=== Records provided ===
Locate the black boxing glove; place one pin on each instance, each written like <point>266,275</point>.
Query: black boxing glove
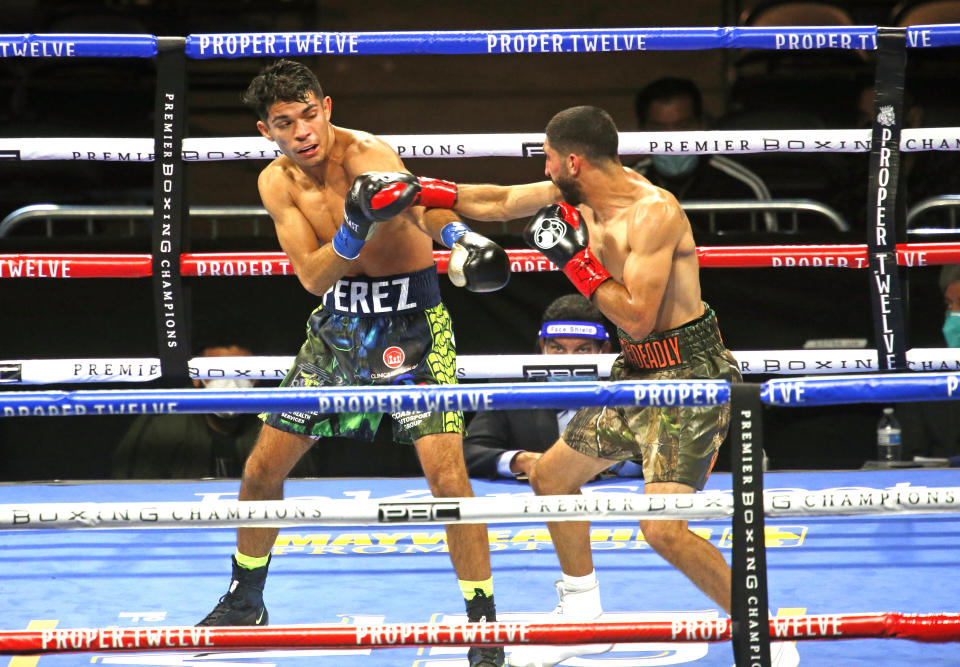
<point>559,233</point>
<point>386,193</point>
<point>476,262</point>
<point>357,227</point>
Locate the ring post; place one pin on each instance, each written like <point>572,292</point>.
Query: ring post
<point>170,211</point>
<point>885,210</point>
<point>749,611</point>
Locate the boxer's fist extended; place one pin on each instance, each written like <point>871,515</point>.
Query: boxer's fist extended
<point>385,194</point>
<point>476,262</point>
<point>560,234</point>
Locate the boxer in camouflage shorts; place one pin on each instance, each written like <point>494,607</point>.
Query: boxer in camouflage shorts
<point>674,444</point>
<point>627,246</point>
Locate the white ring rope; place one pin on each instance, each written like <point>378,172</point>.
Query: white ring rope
<point>592,506</point>
<point>731,142</point>
<point>469,367</point>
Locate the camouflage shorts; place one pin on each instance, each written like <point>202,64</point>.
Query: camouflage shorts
<point>674,444</point>
<point>346,345</point>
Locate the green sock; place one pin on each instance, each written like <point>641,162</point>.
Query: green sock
<point>470,589</point>
<point>250,562</point>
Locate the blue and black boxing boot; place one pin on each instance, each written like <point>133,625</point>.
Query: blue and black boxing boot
<point>243,603</point>
<point>479,610</point>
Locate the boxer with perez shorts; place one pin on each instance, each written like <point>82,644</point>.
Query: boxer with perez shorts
<point>360,236</point>
<point>369,331</point>
<point>627,246</point>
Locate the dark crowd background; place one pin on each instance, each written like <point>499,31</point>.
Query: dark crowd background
<point>758,308</point>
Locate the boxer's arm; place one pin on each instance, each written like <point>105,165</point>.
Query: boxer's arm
<point>317,266</point>
<point>634,303</point>
<point>504,202</point>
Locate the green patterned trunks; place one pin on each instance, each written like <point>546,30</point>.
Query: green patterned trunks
<point>389,330</point>
<point>674,444</point>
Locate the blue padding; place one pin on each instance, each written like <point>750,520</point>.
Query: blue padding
<point>244,45</point>
<point>402,573</point>
<point>445,398</point>
<point>78,46</point>
<point>862,389</point>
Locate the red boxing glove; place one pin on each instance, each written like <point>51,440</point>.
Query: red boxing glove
<point>386,194</point>
<point>559,233</point>
<point>435,193</point>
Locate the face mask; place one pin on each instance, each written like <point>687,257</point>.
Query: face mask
<point>226,384</point>
<point>951,328</point>
<point>674,166</point>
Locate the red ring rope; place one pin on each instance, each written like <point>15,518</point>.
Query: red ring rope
<point>941,627</point>
<point>522,261</point>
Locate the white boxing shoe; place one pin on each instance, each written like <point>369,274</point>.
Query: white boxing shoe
<point>574,607</point>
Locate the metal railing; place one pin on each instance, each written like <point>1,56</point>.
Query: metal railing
<point>761,216</point>
<point>949,205</point>
<point>769,208</point>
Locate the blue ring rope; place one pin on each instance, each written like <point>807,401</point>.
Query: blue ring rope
<point>452,42</point>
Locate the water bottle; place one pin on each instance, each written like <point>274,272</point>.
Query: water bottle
<point>888,437</point>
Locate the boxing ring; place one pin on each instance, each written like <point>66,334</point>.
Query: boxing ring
<point>132,573</point>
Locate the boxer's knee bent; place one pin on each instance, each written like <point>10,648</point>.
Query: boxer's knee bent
<point>664,537</point>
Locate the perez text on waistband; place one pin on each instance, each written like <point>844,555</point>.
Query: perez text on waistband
<point>362,296</point>
<point>675,347</point>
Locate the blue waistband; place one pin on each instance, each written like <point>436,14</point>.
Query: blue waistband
<point>362,296</point>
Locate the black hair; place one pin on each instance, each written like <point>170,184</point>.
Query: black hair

=== What needs to be done ===
Nothing but a number is wanted here: please count the lines in the entries above that include the word "hair".

=== Task solution ===
2